-- Exercise --
All of the data must be returned word for word.

··· Data provided ···

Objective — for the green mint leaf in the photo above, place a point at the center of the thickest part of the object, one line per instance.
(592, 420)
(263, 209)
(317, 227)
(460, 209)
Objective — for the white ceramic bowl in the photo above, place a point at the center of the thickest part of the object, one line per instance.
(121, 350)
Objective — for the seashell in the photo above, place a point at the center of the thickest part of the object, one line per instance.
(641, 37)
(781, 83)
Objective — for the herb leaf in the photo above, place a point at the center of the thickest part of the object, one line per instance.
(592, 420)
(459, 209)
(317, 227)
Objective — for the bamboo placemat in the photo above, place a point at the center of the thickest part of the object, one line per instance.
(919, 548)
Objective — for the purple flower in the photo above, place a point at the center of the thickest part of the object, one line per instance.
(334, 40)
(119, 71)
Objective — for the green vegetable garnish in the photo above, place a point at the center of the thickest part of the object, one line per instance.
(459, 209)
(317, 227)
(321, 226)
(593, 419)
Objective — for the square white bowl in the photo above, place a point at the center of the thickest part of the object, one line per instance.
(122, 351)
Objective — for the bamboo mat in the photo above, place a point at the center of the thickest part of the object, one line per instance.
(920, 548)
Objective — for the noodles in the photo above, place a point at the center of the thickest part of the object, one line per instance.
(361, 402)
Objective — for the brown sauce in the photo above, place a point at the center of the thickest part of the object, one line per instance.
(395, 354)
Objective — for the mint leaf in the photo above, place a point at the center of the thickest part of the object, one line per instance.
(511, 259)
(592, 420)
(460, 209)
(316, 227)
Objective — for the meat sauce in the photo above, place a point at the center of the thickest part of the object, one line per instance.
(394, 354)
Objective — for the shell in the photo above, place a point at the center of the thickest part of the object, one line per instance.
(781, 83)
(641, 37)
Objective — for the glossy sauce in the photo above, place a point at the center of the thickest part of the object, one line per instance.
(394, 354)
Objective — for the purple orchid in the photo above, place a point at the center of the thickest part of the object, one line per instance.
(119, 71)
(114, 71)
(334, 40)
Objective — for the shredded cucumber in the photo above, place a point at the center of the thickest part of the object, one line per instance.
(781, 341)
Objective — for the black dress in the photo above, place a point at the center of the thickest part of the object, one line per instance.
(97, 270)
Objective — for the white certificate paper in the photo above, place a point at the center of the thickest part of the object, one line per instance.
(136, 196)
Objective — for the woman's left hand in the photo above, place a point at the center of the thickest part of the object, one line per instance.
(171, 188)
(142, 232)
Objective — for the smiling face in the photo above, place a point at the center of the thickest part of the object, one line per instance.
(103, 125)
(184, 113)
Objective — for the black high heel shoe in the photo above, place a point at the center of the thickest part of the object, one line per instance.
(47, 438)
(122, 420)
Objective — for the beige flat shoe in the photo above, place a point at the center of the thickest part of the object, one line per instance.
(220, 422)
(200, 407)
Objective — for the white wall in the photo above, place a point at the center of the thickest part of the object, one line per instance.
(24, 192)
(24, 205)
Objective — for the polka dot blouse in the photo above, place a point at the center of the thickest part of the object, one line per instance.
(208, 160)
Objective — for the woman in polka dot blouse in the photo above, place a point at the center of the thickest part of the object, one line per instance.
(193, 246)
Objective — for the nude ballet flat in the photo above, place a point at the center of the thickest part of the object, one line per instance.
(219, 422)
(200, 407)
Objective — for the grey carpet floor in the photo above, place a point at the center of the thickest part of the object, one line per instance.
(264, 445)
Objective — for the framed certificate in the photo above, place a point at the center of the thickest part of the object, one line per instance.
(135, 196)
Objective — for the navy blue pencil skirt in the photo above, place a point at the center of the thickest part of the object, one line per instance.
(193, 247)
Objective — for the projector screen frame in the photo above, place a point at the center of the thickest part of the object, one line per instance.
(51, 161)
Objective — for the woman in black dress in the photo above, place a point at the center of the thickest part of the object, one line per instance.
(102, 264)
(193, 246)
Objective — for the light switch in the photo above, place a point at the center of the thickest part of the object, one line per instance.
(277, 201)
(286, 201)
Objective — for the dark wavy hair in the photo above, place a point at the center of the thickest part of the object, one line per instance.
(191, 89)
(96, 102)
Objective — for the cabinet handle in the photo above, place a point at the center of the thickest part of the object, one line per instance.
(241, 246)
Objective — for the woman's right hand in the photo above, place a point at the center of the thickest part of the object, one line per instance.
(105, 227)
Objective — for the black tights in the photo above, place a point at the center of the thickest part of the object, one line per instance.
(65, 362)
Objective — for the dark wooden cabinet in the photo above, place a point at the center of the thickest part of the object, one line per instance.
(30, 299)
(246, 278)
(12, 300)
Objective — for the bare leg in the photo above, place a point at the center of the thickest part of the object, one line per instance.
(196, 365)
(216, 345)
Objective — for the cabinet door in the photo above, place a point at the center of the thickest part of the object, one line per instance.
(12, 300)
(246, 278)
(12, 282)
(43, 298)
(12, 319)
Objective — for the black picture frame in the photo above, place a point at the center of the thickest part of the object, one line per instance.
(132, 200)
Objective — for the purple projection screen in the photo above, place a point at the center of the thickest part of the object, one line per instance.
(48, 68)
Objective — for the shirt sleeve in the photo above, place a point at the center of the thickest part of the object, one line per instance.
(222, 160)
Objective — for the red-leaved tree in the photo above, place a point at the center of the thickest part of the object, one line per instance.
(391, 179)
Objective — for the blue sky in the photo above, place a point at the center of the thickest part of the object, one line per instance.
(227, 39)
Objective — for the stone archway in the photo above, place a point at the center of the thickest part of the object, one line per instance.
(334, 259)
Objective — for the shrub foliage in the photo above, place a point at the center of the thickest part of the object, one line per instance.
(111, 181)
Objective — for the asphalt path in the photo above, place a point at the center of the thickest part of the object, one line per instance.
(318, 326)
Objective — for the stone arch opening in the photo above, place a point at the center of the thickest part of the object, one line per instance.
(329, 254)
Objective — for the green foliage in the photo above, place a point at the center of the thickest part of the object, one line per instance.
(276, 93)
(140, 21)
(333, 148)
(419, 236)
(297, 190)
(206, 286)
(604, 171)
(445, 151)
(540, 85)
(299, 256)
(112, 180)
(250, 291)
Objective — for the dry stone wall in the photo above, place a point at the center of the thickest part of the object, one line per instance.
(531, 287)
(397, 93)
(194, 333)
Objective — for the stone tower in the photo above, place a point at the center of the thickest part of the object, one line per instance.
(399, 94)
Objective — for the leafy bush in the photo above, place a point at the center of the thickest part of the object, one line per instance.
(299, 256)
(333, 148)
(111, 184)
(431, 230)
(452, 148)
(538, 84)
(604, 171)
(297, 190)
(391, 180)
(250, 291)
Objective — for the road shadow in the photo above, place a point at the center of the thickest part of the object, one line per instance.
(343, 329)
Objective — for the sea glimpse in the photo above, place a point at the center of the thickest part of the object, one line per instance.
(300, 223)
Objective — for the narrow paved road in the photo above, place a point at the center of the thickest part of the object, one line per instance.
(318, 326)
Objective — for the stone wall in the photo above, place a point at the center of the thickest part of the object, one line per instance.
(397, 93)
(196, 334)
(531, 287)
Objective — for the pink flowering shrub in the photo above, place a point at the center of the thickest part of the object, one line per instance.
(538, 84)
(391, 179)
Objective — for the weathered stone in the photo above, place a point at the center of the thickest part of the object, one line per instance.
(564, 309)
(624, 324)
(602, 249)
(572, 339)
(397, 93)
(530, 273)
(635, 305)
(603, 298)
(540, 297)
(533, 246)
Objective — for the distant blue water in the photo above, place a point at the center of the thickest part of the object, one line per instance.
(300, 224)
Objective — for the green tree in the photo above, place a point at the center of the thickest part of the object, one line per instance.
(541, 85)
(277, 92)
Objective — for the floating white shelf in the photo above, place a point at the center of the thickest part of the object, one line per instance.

···

-- Solution to the exercise --
Objective — for the green mint leaf in the photo above, place a point at the center of the thickest part of the object, one line per instance.
(592, 420)
(263, 209)
(317, 227)
(460, 209)
Objective — for the white ceramic bowl in the photo above, place a point at the center of the thickest part of the object, one line per instance.
(121, 350)
Objective — for the seashell in the photo above, place a point at the center of the thickest part of the object, one line per instance.
(641, 37)
(781, 83)
Objective — for the herb leaf in the photo above, place a point at the center of the thickest part of the object, one line per instance.
(592, 420)
(459, 209)
(317, 227)
Objective — for the bamboo placemat in the photo above, place a point at the center of the thickest part of the object, one line per instance.
(919, 548)
Objective — for the purple flower in the photo above, place a point at the center of the thickest part of the object, one line per instance.
(334, 40)
(119, 71)
Objective — for the green vegetable garnish in the photo above, place a point at the center of the thickest part of the object, one line per instance.
(459, 209)
(317, 227)
(321, 226)
(593, 419)
Objective — for the square white bowl in the photo above, place a point at the center of the thickest part of the object, one line per instance.
(122, 351)
Objective — for the bamboo mat in the photo above, place a point at the center of the thickest part of the object, one line per instance.
(920, 548)
Objective — for the noodles in the photo above, place a point at the center of the thickest part of the object, one line per instance.
(361, 402)
Objective — for the brown sauce in the photo above, place a point at the center of the thickest part of the object, one line per instance.
(395, 354)
Objective — for the mint leaf in the photo above, place a point at the center of the thickest part of the object, one line per instance.
(511, 259)
(592, 420)
(460, 209)
(316, 227)
Objective — for the meat sauce in the photo above, place a point at the center of the thickest part of the object, one line per instance.
(394, 354)
Objective — for the shell in the photo above, place a point at the center of the thickest part of the object, one line per instance.
(781, 83)
(641, 37)
Objective — for the glossy sauce in the photo above, place a point at the center of the thickest part of the object, one line per instance.
(394, 354)
Objective — for the purple orchid in the photo above, place a point at the center of the thickest part of the object, one line per instance.
(119, 71)
(114, 71)
(334, 40)
Objective — for the shredded cucumber in the photo above, place a point at the center of the thickest part of the object, one line per instance.
(781, 341)
Objective — for the black dress in the photo above, place a point at the center of the thickest part of the object, one line per instance.
(97, 270)
Objective — for the white certificate paper in the photo above, place a point at the center of the thickest part of the object, one line per instance.
(136, 196)
Objective — for the woman's left hand in the photo above, place a point at the center of the thickest part of the object, one line per instance.
(171, 188)
(142, 232)
Objective — for the smiling face in the photo above, place a point at the center of the thickest part of the object, one line per instance.
(103, 125)
(184, 113)
Objective — for the black high heel shoe in the photo above, place a point at the center of the thickest part of the object, one line per instance.
(47, 438)
(122, 420)
Objective — for the beige flat shoe in the photo above, place a point at the center of the thickest part of the object, one line per instance.
(220, 422)
(200, 407)
Objective — for the white wall in the photo above, place a point at the center of the thickest part of the object, one line per instance.
(24, 192)
(24, 205)
Objective — for the polka dot blouse in the photo above, place a point at the center of the thickest part of the object, one line per instance.
(208, 160)
Objective — for the woman in polka dot blouse in the photo above, place a point at the center of the thickest part of the object, one line per instance.
(193, 246)
Objective — for the nude ballet flat in the photo above, place a point at the center of the thickest part of the object, one line per instance.
(219, 422)
(200, 407)
Objective — for the grey carpet floor in the photo above, place a point at the center of the thickest part of the object, one line per instance.
(264, 445)
Objective — for the framed certificate in the photo above, place a point at the center of the thickest part of the object, one line per instance.
(135, 196)
Objective — for the navy blue pencil skirt in the photo above, place a point at the center of the thickest part of the object, one line per instance.
(193, 247)
Objective — for the projector screen frame in the photo above, place a point at the center of the thickest part of the object, one line per instance.
(51, 161)
Objective — for the woman in black dress in the photo above, place a point at the center of the thickest part of the object, one line per instance.
(102, 264)
(193, 246)
Objective — for the light switch in the photo above, place a point at the center of the thickest part of the object, one line per instance.
(277, 201)
(286, 201)
Objective — for the dark wavy hair in the photo above, place a point at the center of the thickest part of the object, one line per instance.
(191, 89)
(96, 102)
Objective — for the cabinet handle in the photo above, place a point at the center of the thickest part of the object, one line per instance.
(241, 246)
Objective — for the woman's right hand in the photo above, place a point at the center of the thickest part of the object, one line per instance.
(105, 227)
Objective — for the black tights in the photo above, place a point at the center of the thickest part of the object, one line per instance.
(65, 362)
Objective — for the dark wooden cabinet in the photo above, place a point at the center of the thickest part of the object, one line per instance.
(30, 299)
(246, 278)
(12, 300)
Objective — for the bare leg in the photo above, place a point at the center of the thickest part of the object, one line per instance.
(196, 365)
(216, 345)
Objective — for the cabinet door in the photo above, place a point at the center of the thickest part of the object, one line per instance.
(12, 300)
(246, 278)
(12, 282)
(43, 298)
(12, 319)
Objective — for the black picture frame in the photo above, place a point at the center of the thickest part of the object, one line per instance.
(132, 200)
Objective — for the purple projection screen in the photo above, place a point at the center of the thickest part of the object, one line per instance.
(48, 68)
Objective — for the shirt sleeve in the photo above, place a point at the center of the thickest part of the object, one line per instance.
(222, 160)
Objective — for the red-leaved tree in the photo above, place a point at the center of the thickest part of the object, one line per instance.
(391, 179)
Objective — for the blue sky in the photo above, place a point at the center of the thickest part of the object, one line per instance.
(227, 39)
Objective — for the stone archway in the photo above, place a point at the center of the thickest part of the object, one line per instance.
(334, 259)
Objective — for the shrub foliage in the photo above, place a point at the center of the thickest part of the object, one line per instance.
(111, 181)
Objective — for the asphalt path in the photo above, place a point at the center of the thickest part of the object, one line per instance.
(318, 326)
Objective — for the stone arch opening in the photo above, place a point at the center of the thickest part of the object, one line per instance.
(329, 254)
Objective — for the green foliage in the photo above, place a point at the center of the thickest part of the object, one line per instance.
(276, 93)
(140, 21)
(333, 148)
(419, 236)
(297, 190)
(206, 286)
(604, 171)
(445, 151)
(540, 85)
(299, 256)
(112, 180)
(250, 291)
Objective — for the dry stone wall in the photo above, place a point at the center of the thickest part of the object, one line per instance.
(531, 287)
(397, 93)
(194, 333)
Objective — for the stone tower in the photo above, place a point at the center of the thickest part of the object, one line per instance.
(399, 94)
Objective — for the leafy bush in the photo above, place a point at the center of the thickest part of the object, one line per instance.
(299, 256)
(333, 148)
(111, 184)
(431, 230)
(452, 148)
(538, 84)
(604, 171)
(297, 190)
(391, 180)
(250, 291)
Objective — for the road shadow in the photo above, place a point at the center of the thickest part of the object, one line per instance.
(343, 329)
Objective — for the sea glimpse in the photo above, place a point at the center of the thickest part of the object, one line per instance.
(300, 223)
Objective — for the narrow paved road in the photo above, place a point at the center of the thickest part of the object, one line per instance.
(318, 326)
Objective — for the stone wall in the photo above, place a point at the center of the thickest part of the object, one line per instance.
(397, 93)
(196, 334)
(531, 287)
Objective — for the pink flowering shrub in the photo above, place a point at the center of the thickest part of the object, one line per instance.
(538, 84)
(391, 179)
Objective — for the weathered stone in the photo above, place a point at the center of the thickest part of the object, one line per instance.
(564, 309)
(624, 324)
(602, 249)
(572, 339)
(397, 93)
(530, 273)
(635, 305)
(603, 298)
(540, 297)
(533, 246)
Objective — for the distant blue water in the photo above, place a point at the center of the thickest part of the object, one line per instance.
(300, 224)
Objective — for the green tree in the photo above, place a point at the center of the thickest part of the object, one line per instance.
(541, 85)
(277, 92)
Objective — for the floating white shelf in the photo above, place a point at the center of the thickest part of the object, one line per instance.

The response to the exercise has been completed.